### Task brief
What you return should be each line of the data containing the string "negative".

[Source records]
*** Begin section ***

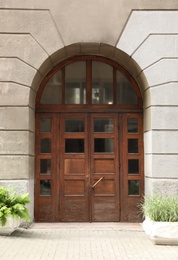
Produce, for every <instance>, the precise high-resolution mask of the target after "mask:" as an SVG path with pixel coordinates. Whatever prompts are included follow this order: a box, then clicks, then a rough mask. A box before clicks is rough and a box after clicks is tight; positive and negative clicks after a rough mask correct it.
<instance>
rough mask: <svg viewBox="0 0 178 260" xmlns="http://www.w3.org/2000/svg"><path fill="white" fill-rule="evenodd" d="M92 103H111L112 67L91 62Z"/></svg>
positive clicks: (101, 63)
mask: <svg viewBox="0 0 178 260" xmlns="http://www.w3.org/2000/svg"><path fill="white" fill-rule="evenodd" d="M92 104H108V105H110V104H113V68H112V67H111V66H110V65H108V64H105V63H102V62H98V61H93V62H92Z"/></svg>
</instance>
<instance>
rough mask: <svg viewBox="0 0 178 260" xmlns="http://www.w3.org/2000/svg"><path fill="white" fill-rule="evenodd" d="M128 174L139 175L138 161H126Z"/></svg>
mask: <svg viewBox="0 0 178 260" xmlns="http://www.w3.org/2000/svg"><path fill="white" fill-rule="evenodd" d="M128 174H139V160H138V159H129V160H128Z"/></svg>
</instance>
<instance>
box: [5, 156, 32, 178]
mask: <svg viewBox="0 0 178 260" xmlns="http://www.w3.org/2000/svg"><path fill="white" fill-rule="evenodd" d="M0 165H1V179H2V180H3V179H4V180H11V179H12V180H13V179H31V178H33V176H34V157H32V156H29V155H23V156H22V155H1V156H0Z"/></svg>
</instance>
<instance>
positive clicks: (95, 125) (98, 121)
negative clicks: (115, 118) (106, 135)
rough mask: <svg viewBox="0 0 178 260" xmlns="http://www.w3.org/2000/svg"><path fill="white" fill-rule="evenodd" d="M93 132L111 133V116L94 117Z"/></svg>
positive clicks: (112, 118)
mask: <svg viewBox="0 0 178 260" xmlns="http://www.w3.org/2000/svg"><path fill="white" fill-rule="evenodd" d="M94 132H95V133H113V132H114V122H113V118H95V119H94Z"/></svg>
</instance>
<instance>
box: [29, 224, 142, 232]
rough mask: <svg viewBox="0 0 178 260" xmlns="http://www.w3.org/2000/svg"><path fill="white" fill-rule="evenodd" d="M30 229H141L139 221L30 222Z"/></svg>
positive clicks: (126, 229) (111, 229) (123, 229)
mask: <svg viewBox="0 0 178 260" xmlns="http://www.w3.org/2000/svg"><path fill="white" fill-rule="evenodd" d="M29 228H31V229H94V230H103V229H109V230H110V229H111V230H112V229H114V230H121V231H124V230H125V231H127V230H130V231H131V230H133V231H142V230H143V229H142V224H141V223H126V222H92V223H88V222H54V223H49V222H48V223H32V224H31V225H30V227H29Z"/></svg>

*** End section ***

### Output of the exercise
Produce, for every <instance>, the precise high-resolution mask of the target after "mask:" as an SVG path with pixel coordinates. Whatever prompts are included follow this order: a box, then clicks, then a rough mask. A box before clicks is rough and a box after clicks is tight; positive and negative clicks after a rough mask correct it.
negative clicks: (115, 118) (106, 135)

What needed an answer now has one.